### Problem statement
Can you write out every row from the start down to the line containing "x=894 y=464", requests and all, shifting each x and y coordinate in the answer points up by 25 while leaving the requests untouched? Keep the pictures out of your reply.
** start of Records for the task **
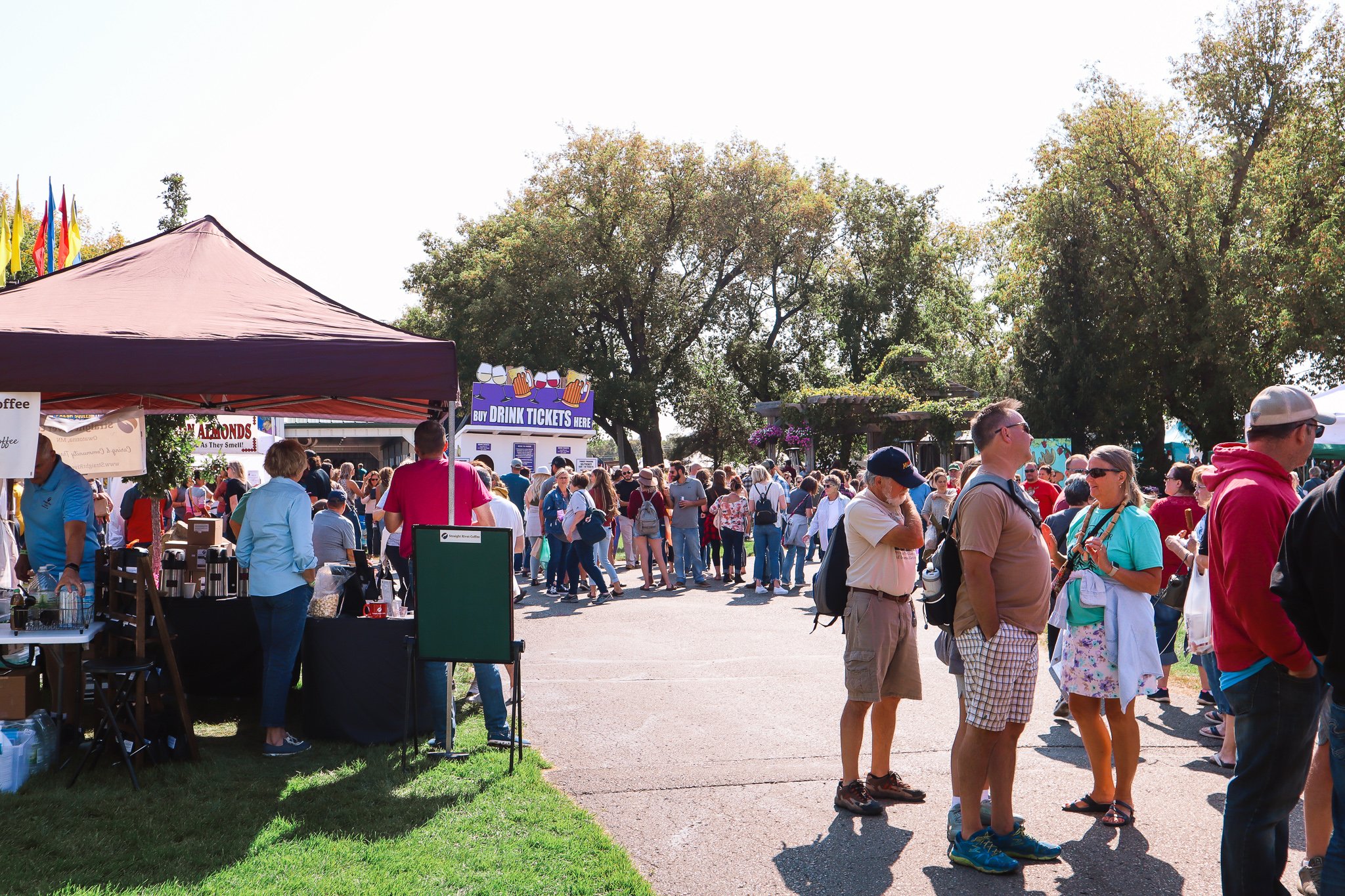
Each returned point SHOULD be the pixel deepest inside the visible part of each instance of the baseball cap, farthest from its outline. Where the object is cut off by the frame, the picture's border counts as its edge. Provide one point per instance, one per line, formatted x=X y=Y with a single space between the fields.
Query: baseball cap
x=1277 y=405
x=894 y=464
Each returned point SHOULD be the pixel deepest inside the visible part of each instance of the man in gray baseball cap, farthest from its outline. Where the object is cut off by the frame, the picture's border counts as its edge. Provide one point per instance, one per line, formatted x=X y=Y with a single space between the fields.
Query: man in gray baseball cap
x=1269 y=675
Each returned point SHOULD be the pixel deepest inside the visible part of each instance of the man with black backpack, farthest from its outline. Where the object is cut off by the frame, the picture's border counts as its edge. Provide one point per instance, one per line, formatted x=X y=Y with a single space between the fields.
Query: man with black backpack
x=1000 y=614
x=884 y=534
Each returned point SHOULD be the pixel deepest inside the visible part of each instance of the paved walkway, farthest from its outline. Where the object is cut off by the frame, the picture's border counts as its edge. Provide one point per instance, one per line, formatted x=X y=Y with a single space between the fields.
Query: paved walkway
x=699 y=729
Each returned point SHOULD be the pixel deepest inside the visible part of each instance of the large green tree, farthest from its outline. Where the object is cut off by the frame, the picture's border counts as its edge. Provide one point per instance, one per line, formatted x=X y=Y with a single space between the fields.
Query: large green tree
x=618 y=257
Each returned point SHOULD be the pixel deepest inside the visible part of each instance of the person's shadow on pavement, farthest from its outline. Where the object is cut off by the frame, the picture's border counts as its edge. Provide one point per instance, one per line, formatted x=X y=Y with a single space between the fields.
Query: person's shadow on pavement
x=853 y=859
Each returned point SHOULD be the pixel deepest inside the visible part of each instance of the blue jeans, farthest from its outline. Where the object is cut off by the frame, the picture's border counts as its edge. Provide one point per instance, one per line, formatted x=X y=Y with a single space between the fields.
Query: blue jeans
x=580 y=555
x=686 y=554
x=1333 y=867
x=600 y=557
x=493 y=699
x=735 y=553
x=1165 y=630
x=560 y=550
x=280 y=620
x=766 y=554
x=793 y=562
x=1277 y=729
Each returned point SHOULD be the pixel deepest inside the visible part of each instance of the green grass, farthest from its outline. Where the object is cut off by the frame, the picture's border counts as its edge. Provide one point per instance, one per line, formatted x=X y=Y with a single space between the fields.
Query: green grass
x=338 y=820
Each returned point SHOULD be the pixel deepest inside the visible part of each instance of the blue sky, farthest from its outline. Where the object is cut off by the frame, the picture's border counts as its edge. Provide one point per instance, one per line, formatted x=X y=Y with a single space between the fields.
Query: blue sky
x=328 y=136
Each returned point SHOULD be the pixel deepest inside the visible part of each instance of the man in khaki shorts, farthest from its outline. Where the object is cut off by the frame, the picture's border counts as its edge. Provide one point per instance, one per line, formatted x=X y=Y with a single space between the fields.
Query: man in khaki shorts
x=1000 y=617
x=884 y=534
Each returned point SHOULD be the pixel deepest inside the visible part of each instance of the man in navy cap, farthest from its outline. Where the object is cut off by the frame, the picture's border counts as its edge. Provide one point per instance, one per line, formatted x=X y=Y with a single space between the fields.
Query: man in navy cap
x=884 y=534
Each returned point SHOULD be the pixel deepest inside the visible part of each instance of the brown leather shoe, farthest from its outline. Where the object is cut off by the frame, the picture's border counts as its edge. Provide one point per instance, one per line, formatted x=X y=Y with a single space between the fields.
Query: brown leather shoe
x=892 y=788
x=856 y=798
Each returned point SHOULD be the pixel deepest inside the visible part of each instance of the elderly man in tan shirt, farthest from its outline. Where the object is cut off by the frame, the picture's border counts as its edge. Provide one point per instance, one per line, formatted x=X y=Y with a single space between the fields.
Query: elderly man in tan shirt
x=884 y=534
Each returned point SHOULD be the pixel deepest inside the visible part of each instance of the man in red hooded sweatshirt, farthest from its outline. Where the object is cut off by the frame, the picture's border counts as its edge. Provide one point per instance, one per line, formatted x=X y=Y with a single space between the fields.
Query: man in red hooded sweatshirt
x=1269 y=675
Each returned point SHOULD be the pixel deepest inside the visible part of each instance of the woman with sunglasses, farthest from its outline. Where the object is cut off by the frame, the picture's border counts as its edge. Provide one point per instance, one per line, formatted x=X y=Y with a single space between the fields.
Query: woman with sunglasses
x=1109 y=651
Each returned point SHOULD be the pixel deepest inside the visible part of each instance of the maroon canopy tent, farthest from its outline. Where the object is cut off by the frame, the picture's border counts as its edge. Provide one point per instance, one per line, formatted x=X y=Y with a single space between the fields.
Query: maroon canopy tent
x=192 y=322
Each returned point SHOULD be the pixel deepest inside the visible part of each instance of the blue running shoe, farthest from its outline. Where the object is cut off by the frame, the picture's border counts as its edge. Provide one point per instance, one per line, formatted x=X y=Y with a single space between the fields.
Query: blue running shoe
x=1021 y=845
x=981 y=853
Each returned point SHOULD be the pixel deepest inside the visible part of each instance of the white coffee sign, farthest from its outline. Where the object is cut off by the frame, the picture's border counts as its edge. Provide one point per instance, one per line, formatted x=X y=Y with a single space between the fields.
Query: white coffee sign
x=19 y=418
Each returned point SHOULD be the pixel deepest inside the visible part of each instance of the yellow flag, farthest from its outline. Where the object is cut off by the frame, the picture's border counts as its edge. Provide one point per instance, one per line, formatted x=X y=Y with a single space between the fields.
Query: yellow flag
x=16 y=234
x=5 y=241
x=73 y=236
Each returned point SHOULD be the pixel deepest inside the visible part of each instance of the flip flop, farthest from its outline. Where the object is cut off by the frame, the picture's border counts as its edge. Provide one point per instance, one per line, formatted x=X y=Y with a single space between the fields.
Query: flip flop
x=1126 y=815
x=1090 y=805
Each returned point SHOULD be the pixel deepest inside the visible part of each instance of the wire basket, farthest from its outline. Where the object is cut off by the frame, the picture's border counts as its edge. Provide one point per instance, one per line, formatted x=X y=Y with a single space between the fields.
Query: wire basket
x=64 y=612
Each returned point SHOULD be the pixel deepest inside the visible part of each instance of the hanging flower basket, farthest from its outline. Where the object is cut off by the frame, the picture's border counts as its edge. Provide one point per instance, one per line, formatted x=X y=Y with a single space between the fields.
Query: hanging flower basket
x=766 y=435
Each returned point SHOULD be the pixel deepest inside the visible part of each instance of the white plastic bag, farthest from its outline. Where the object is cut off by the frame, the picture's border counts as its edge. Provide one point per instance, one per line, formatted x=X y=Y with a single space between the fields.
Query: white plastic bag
x=1200 y=636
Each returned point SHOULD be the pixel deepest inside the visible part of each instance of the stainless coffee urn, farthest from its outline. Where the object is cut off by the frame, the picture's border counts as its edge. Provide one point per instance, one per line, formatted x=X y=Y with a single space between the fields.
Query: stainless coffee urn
x=217 y=572
x=175 y=572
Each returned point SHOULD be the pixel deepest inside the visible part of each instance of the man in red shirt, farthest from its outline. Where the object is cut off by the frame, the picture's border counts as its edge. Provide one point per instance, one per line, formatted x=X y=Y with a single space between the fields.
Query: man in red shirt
x=1269 y=676
x=418 y=495
x=1044 y=494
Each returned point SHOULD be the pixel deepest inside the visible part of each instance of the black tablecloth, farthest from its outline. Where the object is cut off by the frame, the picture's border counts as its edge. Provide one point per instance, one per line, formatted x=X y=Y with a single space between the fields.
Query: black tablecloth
x=218 y=647
x=355 y=679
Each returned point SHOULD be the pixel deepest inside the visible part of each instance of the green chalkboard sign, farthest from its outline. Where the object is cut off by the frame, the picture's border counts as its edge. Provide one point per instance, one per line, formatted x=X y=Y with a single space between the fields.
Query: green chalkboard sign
x=464 y=606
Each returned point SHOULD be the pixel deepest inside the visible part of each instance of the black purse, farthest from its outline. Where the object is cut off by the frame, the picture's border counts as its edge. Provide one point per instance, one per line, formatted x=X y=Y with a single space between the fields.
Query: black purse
x=1174 y=593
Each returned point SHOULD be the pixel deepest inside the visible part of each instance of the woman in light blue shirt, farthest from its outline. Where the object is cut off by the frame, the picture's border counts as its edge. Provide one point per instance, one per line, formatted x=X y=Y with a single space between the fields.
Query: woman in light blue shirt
x=276 y=547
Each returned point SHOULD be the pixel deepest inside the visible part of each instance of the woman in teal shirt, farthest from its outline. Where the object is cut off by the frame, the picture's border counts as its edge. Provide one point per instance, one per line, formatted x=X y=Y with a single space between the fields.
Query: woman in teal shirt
x=1119 y=542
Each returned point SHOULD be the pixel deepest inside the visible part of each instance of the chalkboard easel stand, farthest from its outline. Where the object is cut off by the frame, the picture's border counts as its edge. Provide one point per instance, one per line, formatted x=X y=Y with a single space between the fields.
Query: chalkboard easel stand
x=517 y=721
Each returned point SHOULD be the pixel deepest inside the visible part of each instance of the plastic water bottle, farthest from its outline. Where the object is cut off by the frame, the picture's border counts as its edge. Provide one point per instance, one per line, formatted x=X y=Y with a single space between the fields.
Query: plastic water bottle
x=931 y=581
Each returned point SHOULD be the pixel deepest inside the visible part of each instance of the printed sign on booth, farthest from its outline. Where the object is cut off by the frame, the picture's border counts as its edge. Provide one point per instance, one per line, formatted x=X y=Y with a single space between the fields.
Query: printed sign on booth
x=541 y=402
x=19 y=418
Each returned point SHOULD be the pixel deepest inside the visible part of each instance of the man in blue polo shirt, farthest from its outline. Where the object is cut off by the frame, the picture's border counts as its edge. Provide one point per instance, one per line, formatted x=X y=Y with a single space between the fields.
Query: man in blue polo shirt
x=61 y=532
x=60 y=526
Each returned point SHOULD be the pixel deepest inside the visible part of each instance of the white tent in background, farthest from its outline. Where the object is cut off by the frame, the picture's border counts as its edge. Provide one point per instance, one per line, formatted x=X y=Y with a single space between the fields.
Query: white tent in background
x=1332 y=445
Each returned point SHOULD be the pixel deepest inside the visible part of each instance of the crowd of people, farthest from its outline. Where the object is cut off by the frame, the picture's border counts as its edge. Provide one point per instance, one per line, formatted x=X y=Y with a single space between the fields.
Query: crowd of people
x=1093 y=565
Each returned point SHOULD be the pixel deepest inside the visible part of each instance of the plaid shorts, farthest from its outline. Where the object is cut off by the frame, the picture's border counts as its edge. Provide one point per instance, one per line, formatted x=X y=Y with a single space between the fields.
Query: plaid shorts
x=1001 y=676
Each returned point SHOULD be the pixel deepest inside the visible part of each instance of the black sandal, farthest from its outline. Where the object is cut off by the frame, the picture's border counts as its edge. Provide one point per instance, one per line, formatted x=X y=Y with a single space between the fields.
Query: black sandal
x=1125 y=816
x=1090 y=805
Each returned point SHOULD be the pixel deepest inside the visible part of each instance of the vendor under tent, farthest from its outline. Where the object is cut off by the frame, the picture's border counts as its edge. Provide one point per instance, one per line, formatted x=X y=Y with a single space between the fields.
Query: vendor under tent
x=192 y=322
x=1332 y=445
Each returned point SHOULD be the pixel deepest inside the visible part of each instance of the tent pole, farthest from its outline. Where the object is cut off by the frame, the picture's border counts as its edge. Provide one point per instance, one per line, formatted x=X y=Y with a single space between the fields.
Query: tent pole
x=452 y=456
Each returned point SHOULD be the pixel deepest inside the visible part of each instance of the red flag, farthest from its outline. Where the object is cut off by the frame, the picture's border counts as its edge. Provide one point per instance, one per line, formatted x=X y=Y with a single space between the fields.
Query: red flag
x=39 y=245
x=64 y=237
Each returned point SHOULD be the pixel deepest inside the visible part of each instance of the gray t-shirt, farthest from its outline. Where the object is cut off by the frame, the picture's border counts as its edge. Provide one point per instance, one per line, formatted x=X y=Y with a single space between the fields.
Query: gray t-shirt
x=686 y=490
x=332 y=534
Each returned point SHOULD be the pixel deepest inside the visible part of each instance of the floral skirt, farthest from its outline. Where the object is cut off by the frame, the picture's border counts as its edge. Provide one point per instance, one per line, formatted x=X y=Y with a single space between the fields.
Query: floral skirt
x=1086 y=670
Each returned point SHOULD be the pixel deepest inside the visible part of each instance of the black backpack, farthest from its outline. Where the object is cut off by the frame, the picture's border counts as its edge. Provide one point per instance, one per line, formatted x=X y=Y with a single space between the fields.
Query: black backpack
x=766 y=513
x=942 y=608
x=830 y=593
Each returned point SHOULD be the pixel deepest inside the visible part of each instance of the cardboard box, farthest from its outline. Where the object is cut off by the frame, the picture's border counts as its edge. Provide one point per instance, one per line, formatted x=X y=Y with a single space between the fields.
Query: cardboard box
x=19 y=694
x=197 y=559
x=205 y=531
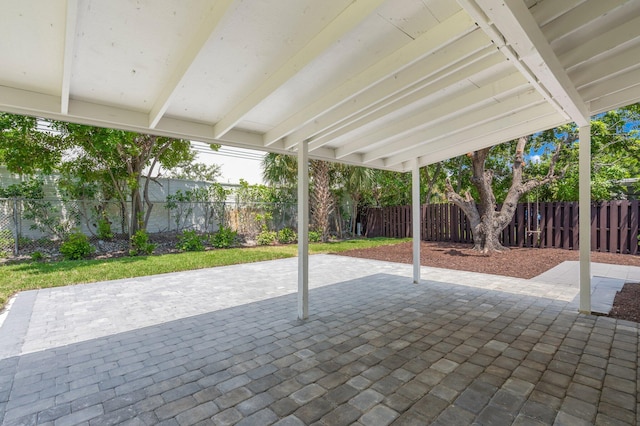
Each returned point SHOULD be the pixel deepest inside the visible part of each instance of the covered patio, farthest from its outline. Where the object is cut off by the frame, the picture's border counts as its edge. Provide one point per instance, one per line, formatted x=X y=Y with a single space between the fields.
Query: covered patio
x=390 y=84
x=223 y=346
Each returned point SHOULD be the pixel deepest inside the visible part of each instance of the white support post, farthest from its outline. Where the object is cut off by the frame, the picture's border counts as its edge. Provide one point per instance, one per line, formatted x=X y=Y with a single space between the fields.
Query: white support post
x=585 y=218
x=303 y=230
x=415 y=219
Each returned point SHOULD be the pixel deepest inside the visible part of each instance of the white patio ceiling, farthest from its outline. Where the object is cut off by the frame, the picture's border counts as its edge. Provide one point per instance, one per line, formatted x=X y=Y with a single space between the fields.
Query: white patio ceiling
x=377 y=83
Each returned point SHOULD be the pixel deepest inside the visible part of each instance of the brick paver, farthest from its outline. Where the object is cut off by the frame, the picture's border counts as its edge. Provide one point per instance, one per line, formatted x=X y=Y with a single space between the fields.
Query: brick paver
x=223 y=346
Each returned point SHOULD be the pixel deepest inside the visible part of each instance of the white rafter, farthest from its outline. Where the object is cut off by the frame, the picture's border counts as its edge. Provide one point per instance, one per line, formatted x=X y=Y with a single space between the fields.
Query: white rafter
x=514 y=22
x=451 y=147
x=404 y=85
x=342 y=24
x=189 y=54
x=446 y=32
x=465 y=97
x=67 y=59
x=451 y=78
x=411 y=145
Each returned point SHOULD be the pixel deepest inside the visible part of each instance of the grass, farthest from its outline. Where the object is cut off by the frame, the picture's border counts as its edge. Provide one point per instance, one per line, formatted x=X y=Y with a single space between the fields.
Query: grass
x=36 y=275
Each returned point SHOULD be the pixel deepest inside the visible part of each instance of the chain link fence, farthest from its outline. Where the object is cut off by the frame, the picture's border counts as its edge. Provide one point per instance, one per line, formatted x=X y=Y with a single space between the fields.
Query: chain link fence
x=30 y=226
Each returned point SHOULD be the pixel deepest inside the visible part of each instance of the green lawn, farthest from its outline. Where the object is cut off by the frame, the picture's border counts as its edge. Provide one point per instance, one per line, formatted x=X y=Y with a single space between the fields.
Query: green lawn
x=34 y=275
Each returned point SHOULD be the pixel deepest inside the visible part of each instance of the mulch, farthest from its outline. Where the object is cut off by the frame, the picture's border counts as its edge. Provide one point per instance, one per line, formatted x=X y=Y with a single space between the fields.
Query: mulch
x=516 y=262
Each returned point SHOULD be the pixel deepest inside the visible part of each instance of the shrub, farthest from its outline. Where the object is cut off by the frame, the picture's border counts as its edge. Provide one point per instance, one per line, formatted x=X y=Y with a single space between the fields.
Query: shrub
x=286 y=236
x=315 y=237
x=266 y=238
x=37 y=256
x=76 y=247
x=190 y=241
x=6 y=238
x=225 y=237
x=104 y=229
x=140 y=244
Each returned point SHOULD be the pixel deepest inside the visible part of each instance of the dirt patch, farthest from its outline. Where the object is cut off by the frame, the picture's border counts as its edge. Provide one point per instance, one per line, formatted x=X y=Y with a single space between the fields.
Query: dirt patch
x=626 y=304
x=517 y=262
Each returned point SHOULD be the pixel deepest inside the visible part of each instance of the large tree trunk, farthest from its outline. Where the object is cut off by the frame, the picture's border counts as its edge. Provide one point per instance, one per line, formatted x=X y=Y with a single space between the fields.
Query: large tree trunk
x=486 y=221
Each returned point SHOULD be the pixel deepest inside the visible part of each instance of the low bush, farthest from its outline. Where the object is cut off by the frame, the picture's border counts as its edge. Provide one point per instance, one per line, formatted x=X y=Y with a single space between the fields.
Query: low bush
x=37 y=256
x=76 y=247
x=104 y=229
x=314 y=237
x=286 y=236
x=190 y=241
x=140 y=244
x=225 y=237
x=266 y=238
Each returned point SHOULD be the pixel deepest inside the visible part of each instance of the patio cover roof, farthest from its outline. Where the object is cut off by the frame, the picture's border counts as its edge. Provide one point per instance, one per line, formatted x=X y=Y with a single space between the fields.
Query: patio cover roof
x=377 y=83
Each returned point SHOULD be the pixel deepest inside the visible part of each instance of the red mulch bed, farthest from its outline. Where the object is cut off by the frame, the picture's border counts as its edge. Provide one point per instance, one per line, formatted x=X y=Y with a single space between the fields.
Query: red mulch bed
x=517 y=262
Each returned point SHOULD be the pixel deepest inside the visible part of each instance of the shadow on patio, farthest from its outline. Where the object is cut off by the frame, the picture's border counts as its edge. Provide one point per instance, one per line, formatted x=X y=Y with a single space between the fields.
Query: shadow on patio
x=376 y=350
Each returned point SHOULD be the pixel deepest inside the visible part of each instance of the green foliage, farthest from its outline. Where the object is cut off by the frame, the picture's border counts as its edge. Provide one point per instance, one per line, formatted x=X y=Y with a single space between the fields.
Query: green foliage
x=140 y=244
x=314 y=237
x=225 y=237
x=190 y=241
x=76 y=247
x=6 y=239
x=104 y=228
x=181 y=207
x=26 y=149
x=37 y=256
x=32 y=189
x=266 y=238
x=286 y=236
x=197 y=171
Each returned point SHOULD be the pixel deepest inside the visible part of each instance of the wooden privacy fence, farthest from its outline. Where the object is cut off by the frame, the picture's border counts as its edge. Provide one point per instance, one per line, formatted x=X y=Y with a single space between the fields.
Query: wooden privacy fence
x=614 y=225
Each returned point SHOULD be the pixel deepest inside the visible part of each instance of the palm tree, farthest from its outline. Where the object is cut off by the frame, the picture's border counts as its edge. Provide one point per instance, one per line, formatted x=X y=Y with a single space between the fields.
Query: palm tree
x=357 y=181
x=281 y=170
x=321 y=198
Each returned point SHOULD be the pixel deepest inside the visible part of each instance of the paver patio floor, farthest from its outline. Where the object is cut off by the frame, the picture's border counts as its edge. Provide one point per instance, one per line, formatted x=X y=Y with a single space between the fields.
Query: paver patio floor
x=223 y=346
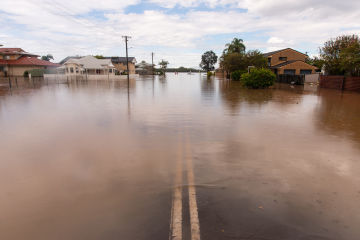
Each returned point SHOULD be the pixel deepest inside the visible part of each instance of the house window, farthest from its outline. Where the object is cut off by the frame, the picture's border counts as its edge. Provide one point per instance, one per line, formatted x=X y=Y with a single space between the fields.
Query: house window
x=305 y=71
x=269 y=62
x=290 y=71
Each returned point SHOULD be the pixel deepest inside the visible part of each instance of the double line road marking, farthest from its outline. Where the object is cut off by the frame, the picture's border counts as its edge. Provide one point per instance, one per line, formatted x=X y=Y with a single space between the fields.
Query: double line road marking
x=176 y=221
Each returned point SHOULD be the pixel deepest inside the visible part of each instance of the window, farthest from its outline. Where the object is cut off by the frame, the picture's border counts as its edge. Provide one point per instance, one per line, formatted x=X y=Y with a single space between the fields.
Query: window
x=289 y=71
x=305 y=71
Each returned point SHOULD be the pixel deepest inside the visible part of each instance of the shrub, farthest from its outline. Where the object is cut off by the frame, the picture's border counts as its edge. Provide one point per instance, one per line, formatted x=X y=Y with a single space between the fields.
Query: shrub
** end of Records for the task **
### Solution to this task
Each returned point SHOULD be the pixel deepest inside the visible part of each instance of the baseball cap, farthest from its outline. Where the object is cut off by the frame, the picture's border counts as its edge. Provide one point per instance, one per line, formatted x=X y=Y with a single space between the fields.
Query: baseball cap
x=1302 y=430
x=919 y=489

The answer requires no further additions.